======== TEXT SEGMENT ========

I recently came across this paper. I wish to know if anybody already following this method or not.
Separate enrichment analysis of pathways for up- and downregulated genes
Guini Hong, Wenjing Zhang, Hongdong Li, Xiaopei Shen and Zheng Guo
J. R. Soc. Interface 6 March 2014 vol. 11 no. 92
http://rsif.royalsocietypublishing.org/content/11/92/20130950.short?rss=1
Abstract:
Two strategies are often adopted for enrichment analysis of pathways: the analysis of all differentially expressed (DE) genes together or the analysis of up- and downregulated genes separately. However, few studies have examined the rationales of these enrichment analysis strategies. Using both microarray and RNA-seq data, we show that gene pairs with functional links in pathways tended to have positively correlated expression levels, which could result in an imbalance between the up- and downregulated genes in particular pathways. We then show that the imbalance could greatly reduce the statistical power for finding disease-associated pathways through the analysis of all-DE genes. Further, using gene expression profiles from five types of tumours, we illustrate that the separate analysis of up- and downregulated genes could identify more pathways that are really pertinent to phenotypic difference. In conclusion, analysing up- and downregulated genes separately is more powerful than analysing all of the DE genes together.
We filter like this a lot for certain down stream analyses. For example, GO term enrichment analysis is a good example. Seems to me that were just talking about the differences between one and two tailed significance testing. Two tailed is going to be more conservative because the threshold pvalue is split to both sides of the NULL distribution, whereas one sided cutoff is for just one side of the distrubion. While this might make it easier to call significance in one direction, that's really all it does. You could have the same effect by doing a two tailed test, and setting you're pvalue cutoff to 0.1. Unless you can justify why you're doing a one tailed test, then you shouldn't be doing a one tailed test.

======== RECORDS SUPPLIED ========

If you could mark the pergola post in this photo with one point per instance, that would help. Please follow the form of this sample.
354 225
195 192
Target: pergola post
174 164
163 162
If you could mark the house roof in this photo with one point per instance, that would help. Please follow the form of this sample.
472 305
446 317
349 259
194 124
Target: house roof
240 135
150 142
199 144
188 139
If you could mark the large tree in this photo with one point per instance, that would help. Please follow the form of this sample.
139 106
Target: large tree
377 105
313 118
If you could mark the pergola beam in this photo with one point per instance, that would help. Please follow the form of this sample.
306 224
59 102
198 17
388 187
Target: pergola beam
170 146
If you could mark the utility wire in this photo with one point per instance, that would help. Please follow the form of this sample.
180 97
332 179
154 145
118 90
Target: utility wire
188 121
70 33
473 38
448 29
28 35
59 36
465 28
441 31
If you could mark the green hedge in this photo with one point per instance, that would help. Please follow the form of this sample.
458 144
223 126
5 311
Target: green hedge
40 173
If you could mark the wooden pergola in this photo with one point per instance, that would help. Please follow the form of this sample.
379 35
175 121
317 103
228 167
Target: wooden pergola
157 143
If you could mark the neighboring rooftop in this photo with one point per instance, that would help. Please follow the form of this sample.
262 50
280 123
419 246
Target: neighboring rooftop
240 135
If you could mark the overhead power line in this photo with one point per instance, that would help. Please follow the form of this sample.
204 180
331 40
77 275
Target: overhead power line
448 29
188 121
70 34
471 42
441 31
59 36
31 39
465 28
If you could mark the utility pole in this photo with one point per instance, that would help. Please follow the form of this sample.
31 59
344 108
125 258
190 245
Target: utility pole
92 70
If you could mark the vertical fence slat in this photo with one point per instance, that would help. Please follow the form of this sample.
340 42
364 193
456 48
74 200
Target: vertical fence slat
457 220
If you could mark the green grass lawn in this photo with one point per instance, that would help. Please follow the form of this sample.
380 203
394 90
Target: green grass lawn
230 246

========

WORK INSTRUCTIONS:
Answer these questions about the post on separate pathway enrichment analysis:
1. In which journal, volume, and issue did the paper appear?
2. How many types of tumours supplied the gene expression profiles used in the study?
3. Which analysis does the reply give as an example of where filtering like this is done?

EXERCISE OUTPUT:
1. J. R. Soc. Interface, volume 11, number 92.
2. Five.
3. GO term enrichment analysis.